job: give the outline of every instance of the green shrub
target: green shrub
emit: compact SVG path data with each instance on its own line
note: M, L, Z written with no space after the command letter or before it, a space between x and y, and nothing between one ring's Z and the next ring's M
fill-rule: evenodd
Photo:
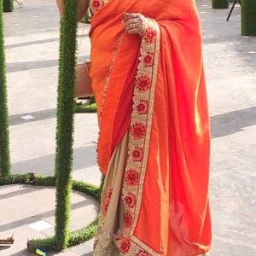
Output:
M10 175L9 114L3 42L3 1L0 0L0 176Z
M69 235L75 110L73 99L77 47L76 9L77 1L64 0L63 18L61 20L55 154L55 240L56 249L60 251L67 247Z
M14 0L3 0L3 11L9 13L14 10Z
M241 34L256 36L255 0L241 0Z

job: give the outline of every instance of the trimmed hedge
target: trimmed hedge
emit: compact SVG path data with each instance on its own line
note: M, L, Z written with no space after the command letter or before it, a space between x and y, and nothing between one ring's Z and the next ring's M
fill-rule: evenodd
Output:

—————

Reproduce the listing verbatim from its start through the line containing "M241 34L256 36L255 0L241 0Z", including that line. Omit the pictures from your output.

job: give the outline of every instance of the green shrub
target: green shrub
emit: compact SVG path data with each instance on its own line
note: M, L, Z written with no space after the command letter or before it, a space between x and y, and nothing between one ring's Z and the next ring's M
fill-rule: evenodd
Photo:
Output:
M10 175L9 114L3 42L3 1L0 0L0 176Z
M69 235L75 110L73 99L77 47L76 9L77 1L64 0L63 18L61 20L55 154L55 240L56 249L60 251L67 247Z
M14 0L3 0L3 11L9 13L14 10Z
M241 34L256 36L255 0L241 0Z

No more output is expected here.